PROBLEM DETAILS => The entries below must be transcribed exactly. Leave nothing out.
════
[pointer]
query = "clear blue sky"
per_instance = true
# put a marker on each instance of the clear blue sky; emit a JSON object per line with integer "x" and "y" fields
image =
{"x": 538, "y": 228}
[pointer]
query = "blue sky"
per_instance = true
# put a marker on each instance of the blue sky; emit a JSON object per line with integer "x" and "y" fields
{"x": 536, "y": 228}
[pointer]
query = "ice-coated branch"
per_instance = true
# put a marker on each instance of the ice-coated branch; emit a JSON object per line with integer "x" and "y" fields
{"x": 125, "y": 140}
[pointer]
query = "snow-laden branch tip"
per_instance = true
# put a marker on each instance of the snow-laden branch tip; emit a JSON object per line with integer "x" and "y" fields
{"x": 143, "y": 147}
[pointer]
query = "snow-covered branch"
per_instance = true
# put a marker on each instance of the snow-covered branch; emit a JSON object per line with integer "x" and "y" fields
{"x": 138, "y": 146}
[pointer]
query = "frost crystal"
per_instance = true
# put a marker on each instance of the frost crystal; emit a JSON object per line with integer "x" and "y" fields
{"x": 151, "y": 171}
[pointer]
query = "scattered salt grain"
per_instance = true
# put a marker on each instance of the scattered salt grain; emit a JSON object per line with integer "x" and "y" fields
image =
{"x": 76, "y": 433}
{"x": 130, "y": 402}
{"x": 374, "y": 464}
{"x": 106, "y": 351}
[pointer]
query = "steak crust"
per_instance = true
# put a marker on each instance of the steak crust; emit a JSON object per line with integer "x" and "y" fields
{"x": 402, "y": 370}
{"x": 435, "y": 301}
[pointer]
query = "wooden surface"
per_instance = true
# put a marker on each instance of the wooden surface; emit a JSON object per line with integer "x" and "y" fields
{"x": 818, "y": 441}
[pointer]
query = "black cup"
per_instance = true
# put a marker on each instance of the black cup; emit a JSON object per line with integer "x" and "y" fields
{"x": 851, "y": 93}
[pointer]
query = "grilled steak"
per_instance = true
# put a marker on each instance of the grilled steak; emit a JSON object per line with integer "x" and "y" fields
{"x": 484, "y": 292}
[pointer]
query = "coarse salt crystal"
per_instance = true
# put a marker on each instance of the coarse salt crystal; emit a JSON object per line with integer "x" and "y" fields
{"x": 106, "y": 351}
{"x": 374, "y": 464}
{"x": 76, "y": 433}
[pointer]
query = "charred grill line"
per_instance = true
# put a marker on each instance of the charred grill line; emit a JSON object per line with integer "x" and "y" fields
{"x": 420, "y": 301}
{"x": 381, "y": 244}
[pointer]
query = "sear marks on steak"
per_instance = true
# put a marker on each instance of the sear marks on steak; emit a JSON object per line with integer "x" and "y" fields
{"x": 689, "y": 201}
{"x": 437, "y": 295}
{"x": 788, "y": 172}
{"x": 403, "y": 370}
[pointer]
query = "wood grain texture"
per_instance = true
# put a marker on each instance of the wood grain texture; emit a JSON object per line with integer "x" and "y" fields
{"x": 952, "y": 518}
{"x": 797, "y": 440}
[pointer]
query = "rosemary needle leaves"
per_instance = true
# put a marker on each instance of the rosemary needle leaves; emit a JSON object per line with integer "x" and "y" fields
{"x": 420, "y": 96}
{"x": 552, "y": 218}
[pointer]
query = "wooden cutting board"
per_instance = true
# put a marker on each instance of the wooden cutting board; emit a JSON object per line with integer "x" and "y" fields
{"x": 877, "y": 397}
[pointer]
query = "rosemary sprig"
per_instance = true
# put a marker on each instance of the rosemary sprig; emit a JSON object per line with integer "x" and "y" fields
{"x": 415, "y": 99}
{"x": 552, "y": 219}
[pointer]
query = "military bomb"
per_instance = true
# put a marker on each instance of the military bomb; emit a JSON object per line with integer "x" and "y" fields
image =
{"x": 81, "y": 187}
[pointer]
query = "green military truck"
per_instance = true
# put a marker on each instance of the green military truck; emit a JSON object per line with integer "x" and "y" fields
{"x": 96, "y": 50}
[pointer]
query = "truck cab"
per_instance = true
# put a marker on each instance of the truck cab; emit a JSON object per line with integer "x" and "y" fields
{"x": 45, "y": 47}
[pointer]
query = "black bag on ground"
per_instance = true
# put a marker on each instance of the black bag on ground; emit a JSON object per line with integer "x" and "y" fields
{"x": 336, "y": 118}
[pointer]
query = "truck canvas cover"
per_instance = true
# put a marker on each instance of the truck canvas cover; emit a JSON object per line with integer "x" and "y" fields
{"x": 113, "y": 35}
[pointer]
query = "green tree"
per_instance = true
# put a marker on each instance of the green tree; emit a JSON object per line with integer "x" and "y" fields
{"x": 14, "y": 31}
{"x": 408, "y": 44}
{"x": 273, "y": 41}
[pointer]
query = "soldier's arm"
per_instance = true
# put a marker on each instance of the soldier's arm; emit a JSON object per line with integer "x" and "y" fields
════
WRITTEN SOLUTION =>
[pointer]
query = "clear blue sky"
per_instance = true
# put a marker on each instance of the clear blue sky; emit a JSON object per line with integer "x" and "y" fields
image =
{"x": 538, "y": 228}
[pointer]
query = "blue sky"
per_instance = true
# put a marker on each instance of the blue sky; emit a JSON object per line with integer "x" and "y" fields
{"x": 536, "y": 228}
[pointer]
query = "ice-coated branch"
per_instance = true
# put a marker on each instance of the ice-coated branch; emit a JSON object per line with integer "x" and "y" fields
{"x": 125, "y": 140}
[pointer]
query = "snow-laden branch tip"
per_instance = true
# put a marker on each instance of the snow-laden branch tip; emit a JSON object per line with integer "x" and "y" fields
{"x": 143, "y": 147}
[pointer]
query = "snow-covered branch"
per_instance = true
# put a marker on each instance of the snow-covered branch; emit a JSON object per line with integer "x" and "y" fields
{"x": 138, "y": 146}
[pointer]
query = "frost crystal"
per_instance = true
# put a marker on each instance of the frost crystal; emit a JSON object per line with integer "x" and "y" fields
{"x": 151, "y": 171}
[pointer]
query = "scattered salt grain"
per_instance = true
# put a marker on each instance of the scattered salt grain; emit a JSON object per line with integer "x" and "y" fields
image =
{"x": 76, "y": 433}
{"x": 130, "y": 402}
{"x": 374, "y": 464}
{"x": 106, "y": 351}
[pointer]
query = "steak crust"
per_instance = true
# put a marker on each instance of the steak crust; emit a JSON object per line with integer "x" and "y" fields
{"x": 402, "y": 370}
{"x": 435, "y": 301}
[pointer]
query = "wooden surface"
per_instance = true
# put a marker on each instance of the wooden surface; emit a JSON object per line with integer "x" and "y" fields
{"x": 818, "y": 441}
[pointer]
query = "black cup"
per_instance = true
# put a marker on each instance of the black cup; emit a JSON object per line with integer "x" and "y" fields
{"x": 851, "y": 93}
[pointer]
query = "grilled steak"
per_instance = true
# put a marker on each instance of the grilled steak; emit a JSON object per line with integer "x" and "y" fields
{"x": 484, "y": 292}
[pointer]
query = "coarse salt crystal"
per_instance = true
# put a marker on each instance of the coarse salt crystal; emit a JSON object per line with integer "x" and "y" fields
{"x": 106, "y": 351}
{"x": 374, "y": 464}
{"x": 76, "y": 433}
[pointer]
query = "charred grill line"
per_instance = true
# put a marker on each instance of the charred grill line; emit a JSON object per line with integer "x" and "y" fields
{"x": 420, "y": 301}
{"x": 381, "y": 244}
[pointer]
query = "sear marks on steak"
per_instance = true
# put a marker on each instance of the sear marks on steak; emit a JSON object per line with integer "x" and "y" fields
{"x": 689, "y": 201}
{"x": 437, "y": 295}
{"x": 788, "y": 172}
{"x": 403, "y": 370}
[pointer]
query = "wood grain texture"
per_instance = true
# put a marker on each instance of the wood grain texture; emit a JSON object per line with integer "x" and "y" fields
{"x": 952, "y": 518}
{"x": 797, "y": 440}
[pointer]
query = "rosemary needle leaves"
per_instance = true
# put a marker on each instance of the rosemary needle leaves; emit a JSON object per line with integer "x" and "y" fields
{"x": 420, "y": 96}
{"x": 552, "y": 218}
[pointer]
query = "wooden cutting board"
per_instance = true
# put a marker on each instance of the wooden cutting board; emit a JSON object per line with integer "x" and "y" fields
{"x": 877, "y": 397}
[pointer]
query = "rosemary sprig"
per_instance = true
# put a marker on each instance of the rosemary sprig; emit a JSON object per line with integer "x" and "y" fields
{"x": 415, "y": 99}
{"x": 552, "y": 219}
[pointer]
query = "military bomb"
per_instance = true
# put a marker on each instance of the military bomb; emit a JSON object per line with integer "x" and "y" fields
image =
{"x": 81, "y": 187}
[pointer]
query = "green military truck"
per_instance = true
# put a marker on each instance of the green military truck; emit a JSON object per line with integer "x" and "y" fields
{"x": 96, "y": 50}
[pointer]
query = "truck cab"
per_instance = true
# put a marker on each instance of the truck cab; emit a JSON object per line with integer "x" and "y" fields
{"x": 45, "y": 47}
[pointer]
query = "black bag on ground"
per_instance = true
# put a marker on each instance of the black bag on ground; emit a JSON object per line with integer "x" and "y" fields
{"x": 336, "y": 118}
[pointer]
query = "truck canvas cover"
per_instance = true
# put a marker on each instance of the truck canvas cover; emit a JSON object per line with integer "x" and "y" fields
{"x": 113, "y": 35}
[pointer]
query = "green tree"
per_instance = true
# put a marker on each instance of the green tree; emit a JSON object per line with integer "x" and "y" fields
{"x": 14, "y": 31}
{"x": 408, "y": 44}
{"x": 273, "y": 41}
[pointer]
query = "soldier's arm"
per_instance = true
# put a marker on each instance of the soldier's arm; emit a JSON object per line with integer "x" and "y" fields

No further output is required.